▶ TASK OBJECTIVE
How many lines in the entries below include the word "roof"? Respond with the number only.

▶ EXERCISE DATA
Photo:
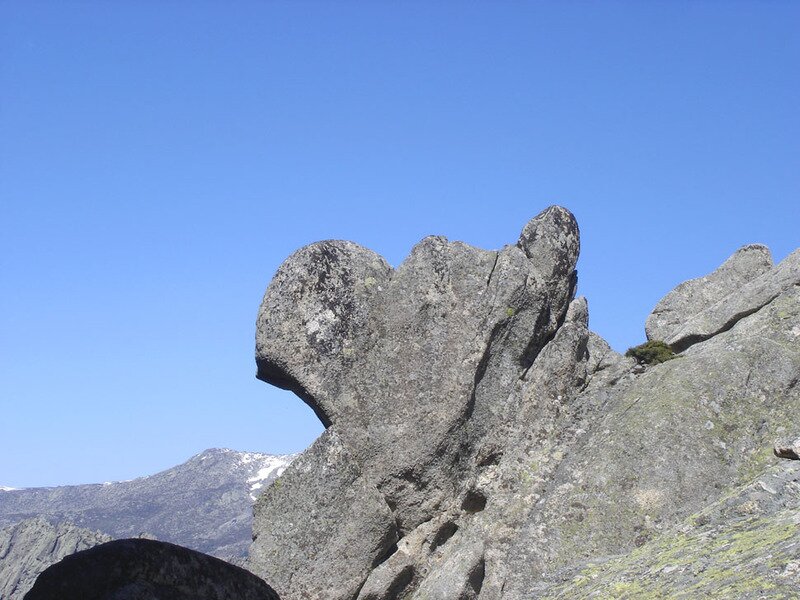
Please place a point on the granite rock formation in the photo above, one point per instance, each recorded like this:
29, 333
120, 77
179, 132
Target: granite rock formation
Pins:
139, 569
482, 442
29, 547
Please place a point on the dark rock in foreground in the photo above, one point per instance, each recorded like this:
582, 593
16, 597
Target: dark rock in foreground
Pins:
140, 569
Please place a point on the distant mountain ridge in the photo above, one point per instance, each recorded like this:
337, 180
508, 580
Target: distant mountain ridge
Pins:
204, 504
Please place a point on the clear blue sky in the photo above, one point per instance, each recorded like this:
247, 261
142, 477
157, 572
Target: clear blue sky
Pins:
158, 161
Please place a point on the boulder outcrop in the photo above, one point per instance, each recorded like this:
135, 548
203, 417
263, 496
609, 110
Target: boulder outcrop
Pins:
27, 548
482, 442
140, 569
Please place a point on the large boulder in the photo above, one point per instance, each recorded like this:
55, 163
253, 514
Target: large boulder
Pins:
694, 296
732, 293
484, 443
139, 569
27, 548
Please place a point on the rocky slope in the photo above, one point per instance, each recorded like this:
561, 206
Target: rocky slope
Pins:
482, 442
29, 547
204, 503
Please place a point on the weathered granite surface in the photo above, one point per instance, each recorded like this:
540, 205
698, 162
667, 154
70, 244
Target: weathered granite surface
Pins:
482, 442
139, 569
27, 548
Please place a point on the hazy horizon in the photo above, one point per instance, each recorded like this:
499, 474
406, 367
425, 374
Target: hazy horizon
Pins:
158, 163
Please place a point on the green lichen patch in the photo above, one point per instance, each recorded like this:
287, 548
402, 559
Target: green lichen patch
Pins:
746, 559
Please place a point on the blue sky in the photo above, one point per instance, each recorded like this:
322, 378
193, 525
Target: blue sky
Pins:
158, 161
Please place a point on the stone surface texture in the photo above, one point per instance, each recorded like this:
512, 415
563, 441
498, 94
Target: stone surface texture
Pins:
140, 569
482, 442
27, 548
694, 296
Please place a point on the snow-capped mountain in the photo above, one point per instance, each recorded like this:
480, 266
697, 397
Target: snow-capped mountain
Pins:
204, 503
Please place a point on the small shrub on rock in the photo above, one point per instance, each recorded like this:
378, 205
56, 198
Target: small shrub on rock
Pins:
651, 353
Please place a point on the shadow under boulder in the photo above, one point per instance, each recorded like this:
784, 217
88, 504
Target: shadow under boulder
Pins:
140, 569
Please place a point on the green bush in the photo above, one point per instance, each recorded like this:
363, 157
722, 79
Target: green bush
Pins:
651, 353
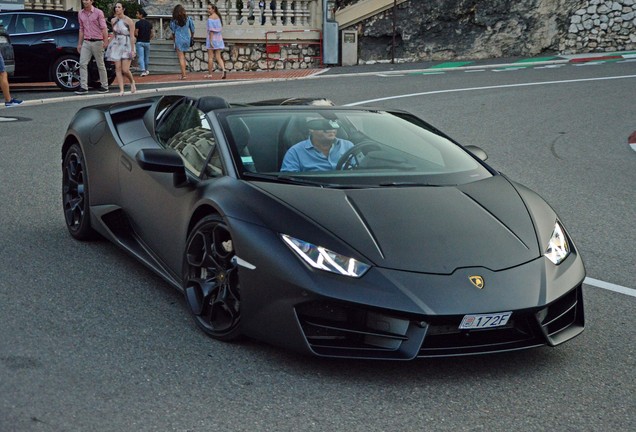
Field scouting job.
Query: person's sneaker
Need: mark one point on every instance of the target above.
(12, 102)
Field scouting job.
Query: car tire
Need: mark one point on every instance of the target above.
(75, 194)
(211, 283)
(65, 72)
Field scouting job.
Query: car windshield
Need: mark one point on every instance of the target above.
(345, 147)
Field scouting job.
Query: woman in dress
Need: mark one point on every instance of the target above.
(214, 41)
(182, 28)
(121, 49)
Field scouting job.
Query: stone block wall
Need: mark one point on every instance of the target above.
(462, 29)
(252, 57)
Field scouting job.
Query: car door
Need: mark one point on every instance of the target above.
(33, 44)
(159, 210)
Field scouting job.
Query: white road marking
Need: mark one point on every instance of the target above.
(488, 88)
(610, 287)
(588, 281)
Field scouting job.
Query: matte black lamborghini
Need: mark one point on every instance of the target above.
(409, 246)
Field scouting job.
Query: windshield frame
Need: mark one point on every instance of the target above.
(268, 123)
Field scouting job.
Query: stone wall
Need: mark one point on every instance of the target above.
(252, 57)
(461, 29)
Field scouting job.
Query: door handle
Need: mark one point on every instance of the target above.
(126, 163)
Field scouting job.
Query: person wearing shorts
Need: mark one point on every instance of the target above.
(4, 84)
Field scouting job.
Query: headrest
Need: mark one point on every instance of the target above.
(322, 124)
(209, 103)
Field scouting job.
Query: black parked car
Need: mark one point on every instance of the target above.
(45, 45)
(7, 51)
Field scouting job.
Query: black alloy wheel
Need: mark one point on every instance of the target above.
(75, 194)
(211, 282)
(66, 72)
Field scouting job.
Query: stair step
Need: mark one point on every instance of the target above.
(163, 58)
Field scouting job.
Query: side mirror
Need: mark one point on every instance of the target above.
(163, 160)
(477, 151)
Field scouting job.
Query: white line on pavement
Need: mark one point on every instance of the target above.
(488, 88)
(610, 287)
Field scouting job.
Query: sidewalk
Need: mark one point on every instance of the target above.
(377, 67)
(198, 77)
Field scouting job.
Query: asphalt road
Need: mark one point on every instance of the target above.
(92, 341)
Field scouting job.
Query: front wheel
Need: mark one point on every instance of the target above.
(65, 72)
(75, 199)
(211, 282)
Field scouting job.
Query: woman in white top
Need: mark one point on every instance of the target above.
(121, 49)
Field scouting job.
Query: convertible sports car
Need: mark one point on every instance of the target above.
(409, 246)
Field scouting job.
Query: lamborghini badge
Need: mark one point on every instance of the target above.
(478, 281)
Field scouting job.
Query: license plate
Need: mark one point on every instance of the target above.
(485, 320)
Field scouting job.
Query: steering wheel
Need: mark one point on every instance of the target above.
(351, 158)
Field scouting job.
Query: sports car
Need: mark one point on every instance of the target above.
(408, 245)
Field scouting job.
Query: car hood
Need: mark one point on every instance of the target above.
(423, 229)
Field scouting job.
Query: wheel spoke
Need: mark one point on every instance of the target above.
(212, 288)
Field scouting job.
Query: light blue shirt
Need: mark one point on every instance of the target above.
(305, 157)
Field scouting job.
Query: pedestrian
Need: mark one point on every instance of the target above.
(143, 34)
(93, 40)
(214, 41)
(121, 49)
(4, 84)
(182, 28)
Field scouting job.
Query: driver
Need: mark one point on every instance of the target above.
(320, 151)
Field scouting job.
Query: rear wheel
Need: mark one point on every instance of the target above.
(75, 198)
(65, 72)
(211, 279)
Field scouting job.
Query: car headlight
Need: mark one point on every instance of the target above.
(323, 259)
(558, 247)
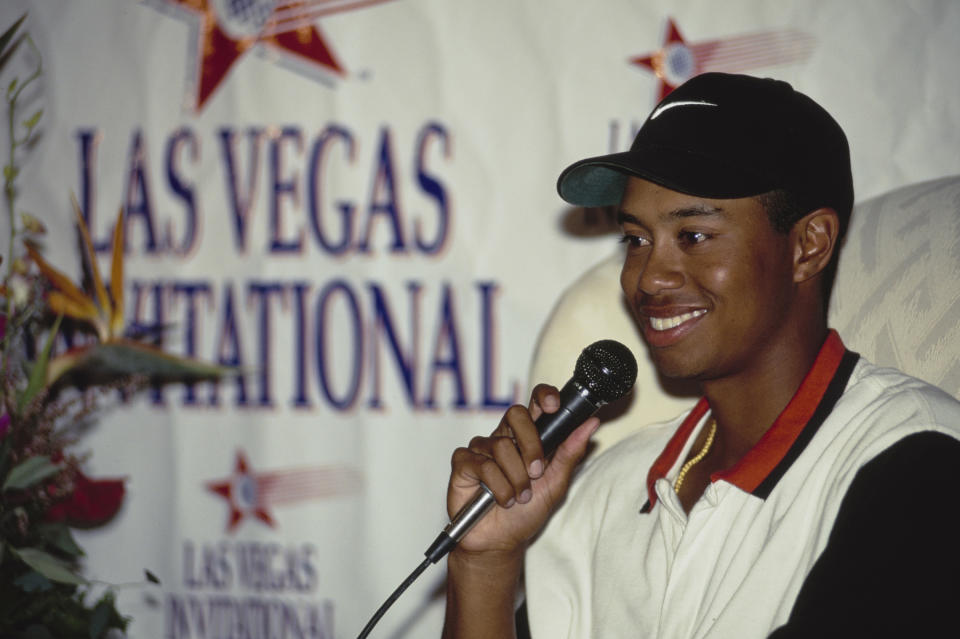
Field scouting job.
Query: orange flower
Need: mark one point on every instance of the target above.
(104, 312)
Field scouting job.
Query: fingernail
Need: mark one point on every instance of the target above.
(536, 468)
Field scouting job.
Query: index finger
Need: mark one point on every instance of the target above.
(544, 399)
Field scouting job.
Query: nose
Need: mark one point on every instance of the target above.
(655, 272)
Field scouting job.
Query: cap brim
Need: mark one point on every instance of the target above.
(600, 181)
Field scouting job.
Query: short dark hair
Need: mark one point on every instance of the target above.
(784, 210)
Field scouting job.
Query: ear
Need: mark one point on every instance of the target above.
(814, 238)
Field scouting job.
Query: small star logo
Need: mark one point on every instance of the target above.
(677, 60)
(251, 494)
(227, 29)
* * *
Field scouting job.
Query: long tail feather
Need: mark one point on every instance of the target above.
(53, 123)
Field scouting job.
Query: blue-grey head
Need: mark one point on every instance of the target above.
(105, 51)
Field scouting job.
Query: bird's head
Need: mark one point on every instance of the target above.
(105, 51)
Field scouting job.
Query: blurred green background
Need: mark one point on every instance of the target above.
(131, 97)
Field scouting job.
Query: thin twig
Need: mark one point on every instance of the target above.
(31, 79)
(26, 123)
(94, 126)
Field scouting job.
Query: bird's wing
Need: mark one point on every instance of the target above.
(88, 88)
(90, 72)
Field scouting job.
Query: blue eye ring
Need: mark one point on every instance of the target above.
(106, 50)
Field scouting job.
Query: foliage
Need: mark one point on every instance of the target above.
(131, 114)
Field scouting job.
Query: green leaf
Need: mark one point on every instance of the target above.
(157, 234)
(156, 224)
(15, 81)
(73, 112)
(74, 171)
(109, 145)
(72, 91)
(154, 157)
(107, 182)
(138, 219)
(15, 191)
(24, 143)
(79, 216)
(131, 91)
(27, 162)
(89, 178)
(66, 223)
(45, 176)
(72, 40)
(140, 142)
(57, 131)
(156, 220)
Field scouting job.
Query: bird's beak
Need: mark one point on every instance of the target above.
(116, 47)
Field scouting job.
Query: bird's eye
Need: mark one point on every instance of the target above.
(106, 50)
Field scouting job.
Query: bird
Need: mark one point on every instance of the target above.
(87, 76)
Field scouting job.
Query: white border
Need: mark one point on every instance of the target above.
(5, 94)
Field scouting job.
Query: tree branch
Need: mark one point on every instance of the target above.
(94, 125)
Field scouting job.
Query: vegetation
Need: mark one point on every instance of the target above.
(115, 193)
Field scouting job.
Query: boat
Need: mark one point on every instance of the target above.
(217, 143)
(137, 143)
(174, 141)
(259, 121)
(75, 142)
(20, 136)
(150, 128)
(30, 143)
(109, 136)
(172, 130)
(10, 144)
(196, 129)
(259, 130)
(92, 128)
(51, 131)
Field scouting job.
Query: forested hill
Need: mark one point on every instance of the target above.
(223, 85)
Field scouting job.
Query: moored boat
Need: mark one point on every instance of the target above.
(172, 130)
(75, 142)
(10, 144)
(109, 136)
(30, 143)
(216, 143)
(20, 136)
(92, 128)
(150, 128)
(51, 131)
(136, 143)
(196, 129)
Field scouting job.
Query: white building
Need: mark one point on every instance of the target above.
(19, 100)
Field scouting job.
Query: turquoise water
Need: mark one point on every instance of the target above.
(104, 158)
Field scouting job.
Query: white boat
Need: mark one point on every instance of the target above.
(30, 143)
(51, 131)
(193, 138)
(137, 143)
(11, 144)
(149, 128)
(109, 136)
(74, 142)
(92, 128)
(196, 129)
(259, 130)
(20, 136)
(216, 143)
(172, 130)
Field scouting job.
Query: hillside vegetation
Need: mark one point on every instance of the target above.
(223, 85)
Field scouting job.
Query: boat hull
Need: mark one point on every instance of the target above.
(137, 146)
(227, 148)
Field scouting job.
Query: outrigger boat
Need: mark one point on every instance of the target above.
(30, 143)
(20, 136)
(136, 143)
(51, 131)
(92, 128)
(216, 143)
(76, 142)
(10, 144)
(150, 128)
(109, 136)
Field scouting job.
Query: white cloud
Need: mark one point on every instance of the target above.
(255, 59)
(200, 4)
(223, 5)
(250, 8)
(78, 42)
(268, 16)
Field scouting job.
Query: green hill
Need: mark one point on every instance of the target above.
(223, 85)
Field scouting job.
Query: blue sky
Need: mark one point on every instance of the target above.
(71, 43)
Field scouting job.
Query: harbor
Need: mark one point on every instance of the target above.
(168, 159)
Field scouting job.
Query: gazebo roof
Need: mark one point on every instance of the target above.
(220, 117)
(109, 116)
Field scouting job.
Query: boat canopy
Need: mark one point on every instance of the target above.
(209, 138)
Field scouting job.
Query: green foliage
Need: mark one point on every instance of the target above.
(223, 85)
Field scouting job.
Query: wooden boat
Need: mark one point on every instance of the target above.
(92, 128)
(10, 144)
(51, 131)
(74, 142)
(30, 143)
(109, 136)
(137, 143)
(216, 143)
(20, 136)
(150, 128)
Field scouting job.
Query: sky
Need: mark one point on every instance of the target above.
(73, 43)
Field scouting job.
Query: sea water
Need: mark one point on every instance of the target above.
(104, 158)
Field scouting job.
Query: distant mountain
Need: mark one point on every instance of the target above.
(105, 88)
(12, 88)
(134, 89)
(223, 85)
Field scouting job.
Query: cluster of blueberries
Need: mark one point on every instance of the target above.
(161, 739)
--
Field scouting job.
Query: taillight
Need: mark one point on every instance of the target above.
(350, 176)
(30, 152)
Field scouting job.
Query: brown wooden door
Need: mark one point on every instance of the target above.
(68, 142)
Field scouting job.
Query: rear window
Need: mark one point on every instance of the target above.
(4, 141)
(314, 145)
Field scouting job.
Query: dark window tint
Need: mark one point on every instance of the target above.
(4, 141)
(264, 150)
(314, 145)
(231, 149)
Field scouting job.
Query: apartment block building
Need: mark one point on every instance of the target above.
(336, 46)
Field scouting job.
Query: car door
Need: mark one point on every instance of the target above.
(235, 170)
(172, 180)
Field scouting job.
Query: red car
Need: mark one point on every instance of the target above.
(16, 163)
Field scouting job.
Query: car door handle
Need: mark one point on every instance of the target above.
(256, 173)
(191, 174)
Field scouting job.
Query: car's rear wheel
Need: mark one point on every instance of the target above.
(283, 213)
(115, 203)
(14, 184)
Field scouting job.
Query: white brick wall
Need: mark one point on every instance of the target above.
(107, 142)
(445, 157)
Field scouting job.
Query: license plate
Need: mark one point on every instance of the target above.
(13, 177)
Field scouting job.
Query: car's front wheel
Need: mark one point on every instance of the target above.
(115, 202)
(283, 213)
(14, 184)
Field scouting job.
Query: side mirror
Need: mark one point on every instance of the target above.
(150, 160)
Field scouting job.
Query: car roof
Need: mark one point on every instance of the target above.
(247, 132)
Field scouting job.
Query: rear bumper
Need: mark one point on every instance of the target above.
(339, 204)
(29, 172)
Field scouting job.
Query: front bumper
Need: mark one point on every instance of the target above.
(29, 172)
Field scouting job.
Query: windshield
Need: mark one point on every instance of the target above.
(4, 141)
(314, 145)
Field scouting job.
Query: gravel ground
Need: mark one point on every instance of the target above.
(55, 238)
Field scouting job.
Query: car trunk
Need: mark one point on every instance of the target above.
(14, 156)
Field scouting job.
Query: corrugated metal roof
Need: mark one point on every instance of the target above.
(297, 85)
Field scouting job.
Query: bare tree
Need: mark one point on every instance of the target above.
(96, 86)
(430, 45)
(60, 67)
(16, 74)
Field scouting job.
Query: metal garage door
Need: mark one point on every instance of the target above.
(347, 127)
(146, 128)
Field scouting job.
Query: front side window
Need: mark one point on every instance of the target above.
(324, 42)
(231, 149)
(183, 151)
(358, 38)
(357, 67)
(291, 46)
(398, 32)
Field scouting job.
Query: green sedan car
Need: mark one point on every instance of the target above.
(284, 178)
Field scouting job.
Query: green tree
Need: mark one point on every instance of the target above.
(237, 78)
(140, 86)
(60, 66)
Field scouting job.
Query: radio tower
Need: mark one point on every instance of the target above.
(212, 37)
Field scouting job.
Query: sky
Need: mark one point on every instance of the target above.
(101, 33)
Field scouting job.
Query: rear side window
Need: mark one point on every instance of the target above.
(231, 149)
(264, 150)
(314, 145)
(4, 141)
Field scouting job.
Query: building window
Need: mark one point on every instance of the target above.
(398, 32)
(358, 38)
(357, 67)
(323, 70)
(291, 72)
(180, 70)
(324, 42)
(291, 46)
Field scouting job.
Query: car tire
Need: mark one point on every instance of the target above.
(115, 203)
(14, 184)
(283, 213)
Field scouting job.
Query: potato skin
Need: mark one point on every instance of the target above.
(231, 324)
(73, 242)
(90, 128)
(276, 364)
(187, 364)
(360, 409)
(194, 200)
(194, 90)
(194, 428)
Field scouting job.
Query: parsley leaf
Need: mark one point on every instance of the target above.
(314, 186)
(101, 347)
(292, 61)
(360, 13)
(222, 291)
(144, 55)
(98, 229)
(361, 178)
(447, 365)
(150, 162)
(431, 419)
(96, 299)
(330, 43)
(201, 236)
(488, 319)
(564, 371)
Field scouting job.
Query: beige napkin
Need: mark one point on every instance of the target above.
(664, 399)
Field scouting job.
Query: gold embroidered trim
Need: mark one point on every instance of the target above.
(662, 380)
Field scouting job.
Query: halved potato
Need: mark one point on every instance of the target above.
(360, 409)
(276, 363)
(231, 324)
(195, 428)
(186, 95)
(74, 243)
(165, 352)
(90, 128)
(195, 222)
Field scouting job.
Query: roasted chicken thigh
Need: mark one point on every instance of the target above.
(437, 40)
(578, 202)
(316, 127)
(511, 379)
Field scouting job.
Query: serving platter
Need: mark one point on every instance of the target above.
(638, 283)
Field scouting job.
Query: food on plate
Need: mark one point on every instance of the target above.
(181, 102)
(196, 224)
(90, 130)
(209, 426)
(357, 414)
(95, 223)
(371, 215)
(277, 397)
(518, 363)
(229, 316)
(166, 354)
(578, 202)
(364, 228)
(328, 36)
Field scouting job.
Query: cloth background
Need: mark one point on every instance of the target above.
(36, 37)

▶ SOLUTION
3